## start EXTRACTED TEXT

[slurm-users] Problem with sbatch
Daniel Torregrosa
daniel.torregrosa at insight-centre.org
Tue Jul 9 15:53:51 UTC 2019
I see. Thanks a lot for the in depth explanation.
On Tue, 9 Jul 2019 at 16:27, Jeffrey Frey <frey at udel.edu> wrote:
> "-uid" is a perfectly valid sbatch flag:
>
>
> -u, --usage
> Display brief help message and exit.
>
> -i, --input=<filename pattern>
> Instruct Slurm to connect the batch script's standard input
> directly to the file name specified in the
> "filename pattern".
>
> By default, "/dev/null" is open on the batch script's
> standard input and both standard output and stan‐
> dard error are directed to a file of the name
> "slurm-%j.out", where the "%j" is replaced with the job
> allocation number, as described below in the filename
> pattern section.

## end EXTRACTED TEXT
## start RECORDS SHOWN

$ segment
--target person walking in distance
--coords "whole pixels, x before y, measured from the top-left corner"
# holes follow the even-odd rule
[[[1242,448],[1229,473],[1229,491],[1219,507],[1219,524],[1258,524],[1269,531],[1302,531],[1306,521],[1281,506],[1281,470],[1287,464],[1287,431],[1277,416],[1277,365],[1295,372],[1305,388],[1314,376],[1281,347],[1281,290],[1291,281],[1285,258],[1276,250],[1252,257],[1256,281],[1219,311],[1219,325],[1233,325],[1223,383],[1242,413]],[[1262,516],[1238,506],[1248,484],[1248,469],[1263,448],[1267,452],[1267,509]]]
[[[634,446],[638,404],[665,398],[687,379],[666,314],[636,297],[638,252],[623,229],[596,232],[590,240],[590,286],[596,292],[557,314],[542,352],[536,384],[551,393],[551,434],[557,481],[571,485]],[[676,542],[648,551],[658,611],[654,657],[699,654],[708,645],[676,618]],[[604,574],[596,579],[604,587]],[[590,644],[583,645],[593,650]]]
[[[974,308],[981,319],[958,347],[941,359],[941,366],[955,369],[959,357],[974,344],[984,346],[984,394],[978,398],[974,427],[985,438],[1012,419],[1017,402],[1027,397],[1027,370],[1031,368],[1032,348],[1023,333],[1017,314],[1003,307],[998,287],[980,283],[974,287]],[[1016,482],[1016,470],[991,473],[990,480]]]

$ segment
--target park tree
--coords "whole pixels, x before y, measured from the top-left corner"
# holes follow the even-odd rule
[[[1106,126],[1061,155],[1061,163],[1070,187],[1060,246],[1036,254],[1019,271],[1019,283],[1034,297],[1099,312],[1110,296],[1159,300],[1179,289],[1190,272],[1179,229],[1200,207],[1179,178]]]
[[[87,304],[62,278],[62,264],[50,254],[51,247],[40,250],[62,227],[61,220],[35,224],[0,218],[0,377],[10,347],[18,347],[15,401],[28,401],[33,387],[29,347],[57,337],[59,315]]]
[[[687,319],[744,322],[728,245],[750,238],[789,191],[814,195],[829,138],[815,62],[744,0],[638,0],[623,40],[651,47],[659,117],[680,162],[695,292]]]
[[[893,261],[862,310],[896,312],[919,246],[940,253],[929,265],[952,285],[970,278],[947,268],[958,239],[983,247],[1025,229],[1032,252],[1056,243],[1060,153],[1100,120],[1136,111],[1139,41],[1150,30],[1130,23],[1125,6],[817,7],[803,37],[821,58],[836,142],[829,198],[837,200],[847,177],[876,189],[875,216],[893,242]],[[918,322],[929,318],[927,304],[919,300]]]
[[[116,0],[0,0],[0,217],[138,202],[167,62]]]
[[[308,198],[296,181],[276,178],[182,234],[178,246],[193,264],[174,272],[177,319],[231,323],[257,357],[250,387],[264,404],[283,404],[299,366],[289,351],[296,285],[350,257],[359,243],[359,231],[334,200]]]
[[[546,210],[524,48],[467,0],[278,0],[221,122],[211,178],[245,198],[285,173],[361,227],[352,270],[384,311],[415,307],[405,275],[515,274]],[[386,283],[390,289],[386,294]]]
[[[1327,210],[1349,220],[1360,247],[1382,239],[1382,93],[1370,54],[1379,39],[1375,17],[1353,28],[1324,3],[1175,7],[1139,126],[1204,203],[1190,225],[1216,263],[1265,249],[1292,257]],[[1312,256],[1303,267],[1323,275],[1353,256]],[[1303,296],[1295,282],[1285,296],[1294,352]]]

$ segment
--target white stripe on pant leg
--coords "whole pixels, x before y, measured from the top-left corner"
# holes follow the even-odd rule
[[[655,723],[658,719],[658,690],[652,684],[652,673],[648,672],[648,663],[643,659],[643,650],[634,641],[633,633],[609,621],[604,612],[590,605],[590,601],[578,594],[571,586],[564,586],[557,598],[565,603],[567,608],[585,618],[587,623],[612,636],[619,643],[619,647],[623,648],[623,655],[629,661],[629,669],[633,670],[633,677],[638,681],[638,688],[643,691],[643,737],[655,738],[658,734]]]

## end RECORDS SHOWN

- REQUIRED TASK -
Write the next part of the Slurm mailing-list message about the sbatch flag, starting right after its last sentence.

- OUTPUT FOR THIS EXERCISE -
>
>
> What you've specified with "-uid" is:
>
>
> --usage --input=d
>
>
>
> Since the "--usage" appears in the script header and not from the cli
> args, it's ignored. That leaves just
>
>
> --input=d
>
>
>
> So your job script's STDIN is connected to a file named "d" in the working
> directory at time of submission:
>
>
> JobId=596862 JobName=x.qs
> :
> StdErr=/home/1001/slurm-596862.out
> StdIn=/home/1001/d
> StdOut=/home/1001/slurm-596862.out
> Power=
>
>
>
> On Jul 9, 2019, at 11:13 AM, Daniel Torregrosa <
> daniel.torregrosa at insight-centre.org> wrote:
>
> Slight correction, it does not look for a file named "d" in the home
> folder of the user in the (mistyped) -uid parameter, it looks for a file
> named "d" in the home folder of the user running sbatch. If this is not an
> expected behaviour, I will make a complete bug report.
>
>
>
> On Tue, 9 Jul 2019 at 15:53, Daniel Torregrosa <
> daniel.torregrosa at insight-centre.org> wrote:
> Thanks a lot for your answers again!
>
> @Marcus Thanks a lot for the clarification.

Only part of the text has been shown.